-- INFORMATION SUPPLIED start --

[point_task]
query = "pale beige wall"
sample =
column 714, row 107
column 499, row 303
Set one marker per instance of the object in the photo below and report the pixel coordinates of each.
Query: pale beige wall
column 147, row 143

-- INFORMATION SUPPLIED end --
-- INFORMATION SUPPLIED start --

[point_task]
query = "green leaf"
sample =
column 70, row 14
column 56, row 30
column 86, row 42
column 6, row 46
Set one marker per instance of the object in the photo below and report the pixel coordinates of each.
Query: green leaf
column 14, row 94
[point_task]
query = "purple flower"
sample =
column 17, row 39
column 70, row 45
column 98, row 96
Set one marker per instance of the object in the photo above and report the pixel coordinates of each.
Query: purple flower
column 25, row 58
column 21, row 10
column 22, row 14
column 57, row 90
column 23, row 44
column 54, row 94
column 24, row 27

-- INFORMATION SUPPLIED end --
-- INFORMATION SUPPLIED start --

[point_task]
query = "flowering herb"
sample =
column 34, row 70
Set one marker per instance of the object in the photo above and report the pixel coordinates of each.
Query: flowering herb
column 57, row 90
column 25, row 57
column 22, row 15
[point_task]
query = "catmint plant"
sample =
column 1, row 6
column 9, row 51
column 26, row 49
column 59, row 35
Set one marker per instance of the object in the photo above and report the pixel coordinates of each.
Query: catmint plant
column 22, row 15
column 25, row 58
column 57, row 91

-- INFORMATION SUPPLIED end --

--- OBJECTIVE ---
Return every line of the material above that contains the string "plant", treating case as significant.

--- THE ANSWER ---
query = "catmint plant"
Query: catmint plant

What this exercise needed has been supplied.